- **Data to examine**
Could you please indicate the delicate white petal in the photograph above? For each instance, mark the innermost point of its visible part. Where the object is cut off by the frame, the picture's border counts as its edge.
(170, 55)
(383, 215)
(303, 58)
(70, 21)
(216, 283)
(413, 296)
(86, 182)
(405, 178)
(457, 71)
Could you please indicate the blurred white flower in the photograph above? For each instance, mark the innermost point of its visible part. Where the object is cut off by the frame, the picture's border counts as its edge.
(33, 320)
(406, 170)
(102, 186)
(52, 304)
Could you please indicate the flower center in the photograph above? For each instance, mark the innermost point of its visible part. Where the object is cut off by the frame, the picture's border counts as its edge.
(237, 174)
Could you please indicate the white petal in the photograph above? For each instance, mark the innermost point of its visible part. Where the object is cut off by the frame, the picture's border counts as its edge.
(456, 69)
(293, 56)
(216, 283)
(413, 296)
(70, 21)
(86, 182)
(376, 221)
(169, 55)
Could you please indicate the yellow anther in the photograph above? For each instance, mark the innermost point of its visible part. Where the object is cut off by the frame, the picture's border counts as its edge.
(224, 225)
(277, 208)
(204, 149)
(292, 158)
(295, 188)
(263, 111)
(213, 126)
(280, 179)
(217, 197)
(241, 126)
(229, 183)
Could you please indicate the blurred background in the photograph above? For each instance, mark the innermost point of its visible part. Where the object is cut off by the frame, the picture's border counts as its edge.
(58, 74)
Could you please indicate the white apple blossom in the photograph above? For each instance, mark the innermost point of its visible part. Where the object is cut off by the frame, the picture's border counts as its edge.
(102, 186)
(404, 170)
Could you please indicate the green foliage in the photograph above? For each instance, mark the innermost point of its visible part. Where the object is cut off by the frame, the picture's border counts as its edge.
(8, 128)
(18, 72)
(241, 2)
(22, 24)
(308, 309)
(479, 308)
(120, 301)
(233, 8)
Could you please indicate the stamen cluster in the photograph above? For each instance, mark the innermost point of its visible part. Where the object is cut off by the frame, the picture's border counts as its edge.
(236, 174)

- **Task statement**
Take the line with "Could you please indicate the white apple" and every line after it in the data, and please reproduce them exactly, leaving out all other lines.

- **Result of this task**
Could you please indicate the white apple blossom in the photograph above? For each instance, mark the innermost point of its visible part. Where the object is cut off by the frame, the picture's border counts as its edge.
(102, 186)
(404, 170)
Could you please indicate the green foliage in the photograph above? For each instance, mark the innermost point of its visible part. Where the object is cut off by the frame, the picture's border counts as its edge.
(8, 128)
(18, 72)
(241, 2)
(22, 24)
(308, 309)
(479, 308)
(120, 301)
(233, 8)
Could you please indicate the stamen cluster in the photograph above? For each instance, mark the innermost point of its visible part. Where the object is cut off by the frame, the picture's border counts as its edge.
(236, 174)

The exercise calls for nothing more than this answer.